Stored data:
----
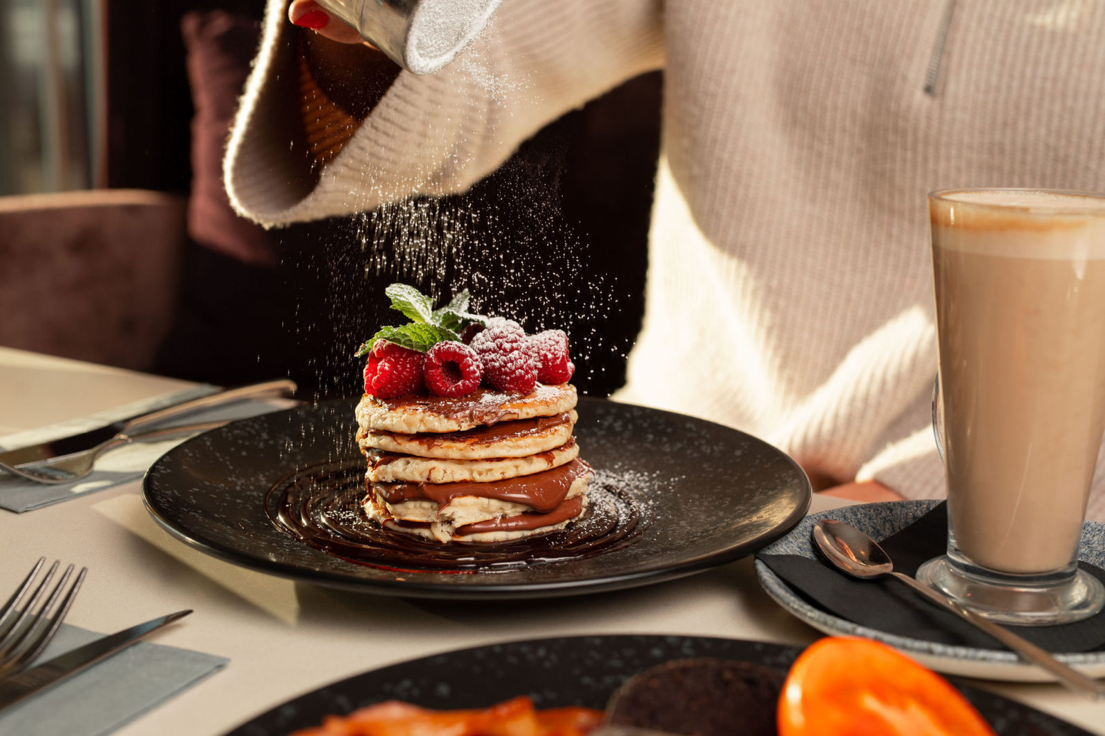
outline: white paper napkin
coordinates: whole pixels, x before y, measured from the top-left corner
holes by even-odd
[[[139,622],[123,621],[119,628],[135,623]],[[188,618],[171,625],[188,625]],[[62,624],[33,664],[102,635]],[[228,662],[222,656],[140,641],[0,712],[0,736],[103,736],[221,670]]]

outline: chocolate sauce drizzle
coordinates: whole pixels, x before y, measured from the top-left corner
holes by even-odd
[[[587,512],[564,529],[515,542],[442,545],[382,528],[365,515],[362,461],[320,463],[278,481],[265,496],[265,512],[276,528],[316,549],[414,572],[495,572],[593,557],[633,544],[652,521],[625,490],[592,482]]]

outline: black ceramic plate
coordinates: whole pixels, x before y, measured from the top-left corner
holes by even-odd
[[[189,440],[147,473],[146,507],[178,539],[244,567],[383,595],[484,599],[586,593],[690,575],[770,544],[810,503],[798,465],[756,438],[585,397],[576,438],[596,484],[614,479],[649,517],[632,544],[466,575],[355,562],[293,538],[265,511],[269,491],[290,474],[323,463],[364,467],[352,409],[350,401],[298,407]]]
[[[465,649],[425,656],[336,682],[284,703],[227,736],[286,736],[387,700],[429,708],[483,707],[529,695],[538,708],[602,708],[629,676],[666,662],[712,656],[756,662],[786,672],[793,646],[701,637],[570,637]],[[1001,736],[1088,736],[1027,705],[972,687],[959,687]],[[764,703],[775,708],[775,703]]]

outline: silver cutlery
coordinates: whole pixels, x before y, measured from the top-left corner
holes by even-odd
[[[93,465],[96,463],[96,459],[110,450],[122,448],[133,442],[154,442],[180,434],[206,432],[218,427],[223,427],[227,423],[228,421],[200,422],[197,424],[167,427],[161,430],[141,432],[138,434],[119,433],[93,448],[90,448],[88,450],[85,450],[84,452],[75,452],[38,463],[25,463],[23,465],[14,466],[0,462],[0,470],[8,471],[12,475],[19,475],[28,481],[44,483],[46,485],[73,483],[91,474]]]
[[[156,619],[124,629],[107,637],[101,637],[83,646],[65,652],[54,659],[38,664],[23,672],[0,679],[0,711],[33,695],[39,691],[56,685],[63,680],[86,670],[96,662],[129,646],[151,631],[183,618],[191,610],[177,611]]]
[[[88,571],[88,568],[82,567],[69,591],[59,601],[62,590],[73,575],[73,566],[70,565],[35,611],[35,603],[42,598],[57,571],[55,560],[35,586],[35,578],[45,559],[45,557],[39,558],[3,609],[0,609],[0,676],[18,671],[45,649],[57,633],[57,628],[69,613],[70,606],[73,604],[73,599],[81,590],[81,583],[84,582],[84,576]],[[29,592],[31,588],[34,588],[33,592]]]
[[[1012,631],[982,618],[924,586],[907,575],[894,571],[894,562],[878,543],[851,524],[833,519],[821,519],[813,526],[813,542],[824,556],[848,575],[861,579],[872,579],[890,575],[909,586],[932,602],[945,608],[965,621],[990,634],[1022,659],[1036,664],[1055,675],[1071,690],[1087,693],[1094,697],[1105,696],[1105,683],[1097,682],[1063,664],[1049,652],[1018,637]]]
[[[255,399],[267,396],[291,396],[296,389],[295,381],[287,379],[252,383],[240,388],[228,389],[199,399],[183,401],[165,409],[122,419],[104,427],[80,432],[71,437],[40,442],[27,448],[0,452],[0,470],[22,466],[28,463],[41,463],[65,455],[84,452],[110,440],[118,434],[134,435],[144,432],[146,428],[198,409],[208,409],[242,399]]]

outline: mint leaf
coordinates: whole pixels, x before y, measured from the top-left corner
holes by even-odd
[[[389,343],[401,345],[402,347],[410,348],[411,350],[425,353],[438,343],[444,340],[460,341],[460,335],[451,329],[441,327],[440,325],[428,325],[425,323],[412,322],[407,325],[400,325],[399,327],[381,327],[376,335],[372,335],[371,339],[360,346],[356,355],[357,357],[368,355],[372,349],[372,346],[379,340],[388,340]]]
[[[433,302],[413,286],[391,284],[383,290],[391,298],[391,308],[398,309],[411,322],[425,323],[433,317]]]
[[[487,317],[480,314],[470,314],[463,311],[456,311],[452,308],[452,304],[449,306],[441,307],[433,313],[431,322],[435,325],[441,325],[445,329],[452,329],[455,333],[464,329],[466,325],[471,325],[473,322],[478,322],[481,325],[487,324]]]

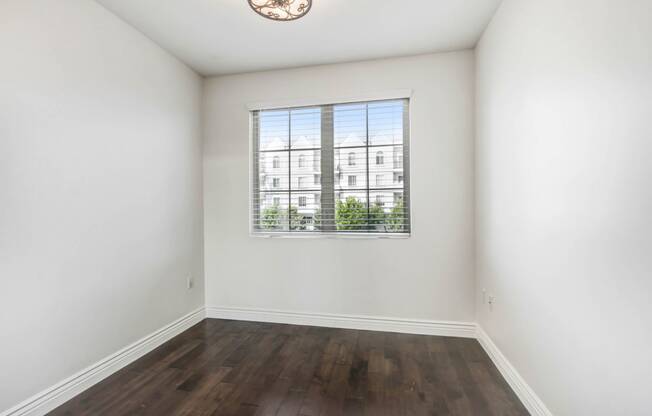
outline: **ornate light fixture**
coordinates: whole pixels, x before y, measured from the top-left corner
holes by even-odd
[[[247,0],[259,15],[272,20],[289,21],[310,11],[312,0]]]

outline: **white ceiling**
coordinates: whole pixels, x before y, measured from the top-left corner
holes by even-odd
[[[500,0],[313,0],[274,22],[247,0],[97,0],[203,75],[472,48]]]

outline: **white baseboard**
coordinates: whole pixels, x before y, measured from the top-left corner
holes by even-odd
[[[427,321],[217,306],[206,307],[206,317],[446,337],[475,338],[476,336],[476,325],[470,322]]]
[[[43,390],[11,409],[5,410],[0,413],[0,416],[42,416],[196,323],[201,322],[204,318],[204,308],[201,307],[58,384]]]
[[[532,416],[553,416],[539,396],[537,396],[534,390],[532,390],[498,349],[496,344],[494,344],[489,335],[475,323],[216,306],[202,307],[177,319],[171,324],[30,397],[11,409],[5,410],[0,413],[0,416],[42,416],[198,322],[201,322],[204,318],[477,338],[480,345],[482,345],[489,355],[489,358],[491,358],[530,414]]]
[[[553,416],[480,325],[477,325],[477,339],[530,414],[532,416]]]

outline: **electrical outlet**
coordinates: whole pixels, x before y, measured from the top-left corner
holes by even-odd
----
Send back the data above word for word, with the pictures left out.

● **Response below**
outline: white paper napkin
coordinates: whole pixels, x before y, measured from the top-left corner
holes by even-odd
[[[139,622],[123,621],[119,628],[135,623]],[[188,618],[171,625],[188,625]],[[62,624],[33,664],[102,635]],[[228,662],[222,656],[140,641],[0,712],[0,736],[103,736],[221,670]]]

outline: chocolate sauce drizzle
coordinates: whole pixels, x before y, measured from the top-left corner
holes by even-odd
[[[587,512],[564,529],[515,542],[442,545],[382,528],[365,515],[362,461],[320,463],[278,481],[265,496],[265,512],[276,528],[316,549],[414,572],[495,572],[593,557],[633,544],[652,521],[625,490],[592,482]]]

outline: black ceramic plate
coordinates: whole pixels, x before y, measured from the top-left corner
holes by even-odd
[[[189,440],[147,473],[146,507],[178,539],[244,567],[383,595],[484,599],[586,593],[690,575],[770,544],[810,503],[798,465],[756,438],[585,397],[576,438],[596,484],[614,479],[649,517],[632,544],[466,575],[355,562],[293,538],[265,511],[269,491],[290,474],[323,463],[364,467],[352,409],[350,401],[298,407]]]
[[[465,649],[425,656],[336,682],[284,703],[227,736],[286,736],[387,700],[429,708],[483,707],[529,695],[538,708],[602,708],[629,676],[666,662],[712,656],[756,662],[786,672],[793,646],[701,637],[570,637]],[[1001,736],[1088,736],[1027,705],[972,687],[959,687]],[[764,703],[775,708],[775,703]]]

outline: silver cutlery
coordinates: whole pixels, x before y, measured from the top-left corner
holes by even-odd
[[[93,465],[96,463],[96,459],[110,450],[122,448],[133,442],[154,442],[180,434],[206,432],[218,427],[223,427],[227,423],[228,421],[200,422],[197,424],[167,427],[161,430],[141,432],[138,434],[119,433],[93,448],[90,448],[88,450],[85,450],[84,452],[75,452],[38,463],[25,463],[23,465],[14,466],[0,462],[0,470],[8,471],[12,475],[19,475],[28,481],[44,483],[46,485],[73,483],[91,474]]]
[[[156,619],[124,629],[107,637],[101,637],[83,646],[65,652],[54,659],[38,664],[23,672],[0,679],[0,711],[33,695],[39,691],[56,685],[63,680],[86,670],[96,662],[129,646],[151,631],[183,618],[191,610],[177,611]]]
[[[88,571],[88,568],[82,567],[69,591],[59,601],[62,590],[73,575],[73,566],[70,565],[35,611],[35,603],[42,598],[57,571],[55,560],[35,586],[35,578],[45,559],[45,557],[39,558],[3,609],[0,609],[0,676],[18,671],[45,649],[57,633],[57,628],[69,613],[70,606],[73,604],[73,599],[81,590],[81,583],[84,582],[84,576]],[[29,592],[31,588],[34,588],[33,592]]]
[[[1012,631],[982,618],[924,586],[907,575],[894,571],[894,562],[878,543],[851,524],[833,519],[821,519],[813,526],[813,542],[824,556],[848,575],[861,579],[872,579],[890,575],[909,586],[932,602],[945,608],[965,621],[990,634],[1022,659],[1036,664],[1055,675],[1071,690],[1087,693],[1094,697],[1105,696],[1105,683],[1097,682],[1063,664],[1049,652],[1018,637]]]
[[[255,399],[267,396],[291,396],[296,389],[295,381],[287,379],[252,383],[240,388],[228,389],[199,399],[183,401],[165,409],[122,419],[104,427],[80,432],[71,437],[40,442],[27,448],[0,452],[0,470],[22,466],[28,463],[41,463],[65,455],[84,452],[110,440],[118,434],[134,435],[144,432],[146,428],[198,409],[208,409],[242,399]]]

outline: mint leaf
coordinates: whole pixels, x before y, measured from the top-left corner
holes by even-odd
[[[389,343],[401,345],[402,347],[410,348],[411,350],[425,353],[438,343],[444,340],[460,341],[460,335],[451,329],[441,327],[440,325],[428,325],[425,323],[412,322],[407,325],[400,325],[399,327],[381,327],[376,335],[372,335],[371,339],[360,346],[356,355],[357,357],[368,355],[372,349],[372,346],[379,340],[388,340]]]
[[[433,302],[413,286],[391,284],[383,290],[391,298],[391,308],[398,309],[411,322],[425,323],[433,317]]]
[[[487,317],[480,314],[470,314],[463,311],[456,311],[452,308],[452,304],[449,306],[441,307],[433,313],[431,322],[435,325],[441,325],[445,329],[452,329],[455,333],[464,329],[466,325],[471,325],[473,322],[478,322],[481,325],[487,324]]]

outline: **ornate light fixture**
coordinates: whole pixels, x before y, measured from the top-left corner
holes by even-odd
[[[247,0],[259,15],[272,20],[289,21],[310,11],[312,0]]]

outline: **white ceiling**
coordinates: whole pixels, x before y, measured from the top-left corner
holes by even-odd
[[[500,0],[313,0],[274,22],[247,0],[97,0],[203,75],[472,48]]]

outline: **white baseboard**
coordinates: whole pixels, x before y, measured from the top-left corner
holes by even-odd
[[[427,321],[217,306],[206,307],[206,317],[446,337],[475,338],[476,336],[476,325],[470,322]]]
[[[43,390],[11,409],[5,410],[0,413],[0,416],[42,416],[196,323],[201,322],[204,318],[204,308],[201,307],[58,384]]]
[[[532,416],[553,416],[539,396],[537,396],[534,390],[532,390],[498,349],[496,344],[494,344],[489,335],[475,323],[216,306],[202,307],[177,319],[171,324],[30,397],[11,409],[5,410],[0,413],[0,416],[42,416],[198,322],[201,322],[204,318],[477,338],[480,345],[482,345],[489,355],[489,358],[491,358],[530,414]]]
[[[553,416],[480,325],[477,325],[477,339],[530,414],[532,416]]]

outline: **electrical outlet**
coordinates: whole pixels, x before y, measured from the top-left corner
holes by even-odd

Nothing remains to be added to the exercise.